Given information:
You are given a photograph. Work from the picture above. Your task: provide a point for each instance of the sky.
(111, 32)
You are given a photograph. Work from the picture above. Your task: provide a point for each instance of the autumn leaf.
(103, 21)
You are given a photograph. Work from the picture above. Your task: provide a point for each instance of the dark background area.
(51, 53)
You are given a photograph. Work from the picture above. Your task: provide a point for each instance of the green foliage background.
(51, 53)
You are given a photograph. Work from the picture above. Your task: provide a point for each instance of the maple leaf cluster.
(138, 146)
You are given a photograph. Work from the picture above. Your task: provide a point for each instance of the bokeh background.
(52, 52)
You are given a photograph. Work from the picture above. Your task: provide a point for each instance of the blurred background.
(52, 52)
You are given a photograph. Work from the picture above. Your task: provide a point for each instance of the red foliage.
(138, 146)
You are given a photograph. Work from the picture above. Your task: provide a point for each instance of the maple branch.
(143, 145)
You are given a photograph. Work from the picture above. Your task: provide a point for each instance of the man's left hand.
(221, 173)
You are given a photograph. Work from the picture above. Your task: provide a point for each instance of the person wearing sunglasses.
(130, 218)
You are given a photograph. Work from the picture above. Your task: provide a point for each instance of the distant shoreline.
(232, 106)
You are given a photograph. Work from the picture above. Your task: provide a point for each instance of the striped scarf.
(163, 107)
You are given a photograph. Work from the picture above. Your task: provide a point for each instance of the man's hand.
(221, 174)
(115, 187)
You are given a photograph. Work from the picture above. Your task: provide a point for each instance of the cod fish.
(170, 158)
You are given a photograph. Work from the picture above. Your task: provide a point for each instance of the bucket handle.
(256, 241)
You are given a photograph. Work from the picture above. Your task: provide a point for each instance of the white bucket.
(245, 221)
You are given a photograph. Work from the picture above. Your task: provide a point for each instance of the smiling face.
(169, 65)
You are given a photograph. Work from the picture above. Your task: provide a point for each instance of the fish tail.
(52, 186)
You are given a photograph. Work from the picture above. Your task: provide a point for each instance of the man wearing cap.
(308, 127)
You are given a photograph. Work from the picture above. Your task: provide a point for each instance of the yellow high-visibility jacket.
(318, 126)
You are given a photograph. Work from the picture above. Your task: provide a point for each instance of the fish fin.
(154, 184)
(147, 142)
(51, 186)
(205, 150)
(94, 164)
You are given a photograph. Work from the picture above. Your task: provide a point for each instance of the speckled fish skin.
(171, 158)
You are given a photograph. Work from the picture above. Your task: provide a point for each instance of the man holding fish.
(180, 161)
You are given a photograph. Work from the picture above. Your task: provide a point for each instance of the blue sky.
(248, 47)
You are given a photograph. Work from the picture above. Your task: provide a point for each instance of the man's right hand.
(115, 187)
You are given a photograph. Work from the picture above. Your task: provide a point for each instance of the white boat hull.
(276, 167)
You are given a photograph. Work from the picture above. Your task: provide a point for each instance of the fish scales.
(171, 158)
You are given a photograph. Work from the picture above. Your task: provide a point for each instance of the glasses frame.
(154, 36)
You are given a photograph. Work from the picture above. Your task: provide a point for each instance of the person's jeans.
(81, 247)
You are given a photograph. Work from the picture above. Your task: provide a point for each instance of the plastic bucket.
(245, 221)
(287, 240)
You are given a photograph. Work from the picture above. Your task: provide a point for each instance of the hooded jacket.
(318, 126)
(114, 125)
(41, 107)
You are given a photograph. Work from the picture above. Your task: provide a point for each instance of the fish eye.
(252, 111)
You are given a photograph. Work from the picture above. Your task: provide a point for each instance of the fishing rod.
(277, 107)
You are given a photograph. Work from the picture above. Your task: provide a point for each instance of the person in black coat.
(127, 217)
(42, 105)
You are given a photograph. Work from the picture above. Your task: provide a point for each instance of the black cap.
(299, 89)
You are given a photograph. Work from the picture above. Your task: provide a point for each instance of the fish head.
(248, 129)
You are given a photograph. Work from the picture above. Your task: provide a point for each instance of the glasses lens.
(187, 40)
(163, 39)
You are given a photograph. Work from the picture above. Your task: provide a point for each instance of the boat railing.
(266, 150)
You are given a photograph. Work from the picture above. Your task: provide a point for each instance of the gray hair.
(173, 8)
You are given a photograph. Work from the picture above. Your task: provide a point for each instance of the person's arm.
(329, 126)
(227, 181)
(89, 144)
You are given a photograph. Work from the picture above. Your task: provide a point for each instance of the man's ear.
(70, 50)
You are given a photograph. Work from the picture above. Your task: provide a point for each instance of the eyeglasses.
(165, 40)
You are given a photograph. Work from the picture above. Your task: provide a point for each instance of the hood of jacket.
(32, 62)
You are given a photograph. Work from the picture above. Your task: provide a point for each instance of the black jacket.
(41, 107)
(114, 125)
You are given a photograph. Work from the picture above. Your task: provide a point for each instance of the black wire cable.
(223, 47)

Problem to solve: Include both ends. Return the line holding "the fish head." and all lines after it in the records above, exactly as written.

Task solution:
You are given a photograph. Work from the picture above. Your task: provide a point for each instance of the fish head.
(248, 129)
You are given a photograph. Work from the picture above. Your task: provide a point for each instance of the glasses lens.
(187, 40)
(163, 39)
You are given a photograph. Work from the picture above. Your task: provide a point for each instance of the boat railing.
(266, 150)
You are given a photograph. Work from the picture above. Your task: provide a point for each instance of the gray hair.
(173, 8)
You are given a photograph. Work from the picture above. Your task: provide a point for each instance of the person's arm.
(329, 126)
(227, 181)
(89, 144)
You are given a photograph. Work from the picture above. Your task: provide a point for each instance of the man's ear.
(70, 50)
You are given a photograph. Work from the picture above. Your task: provide a point for each instance of the eyeglasses.
(165, 40)
You are given a photograph. Work from the picture above. Your task: provide a point for each instance of the hood of jacket.
(32, 62)
You are given a photograph. Work from the picture above. Your task: provide a point for each instance of the black jacket.
(41, 107)
(114, 125)
You are given a photograph. Work from the picture above. Your task: provide a point for each instance of the black wire cable.
(223, 47)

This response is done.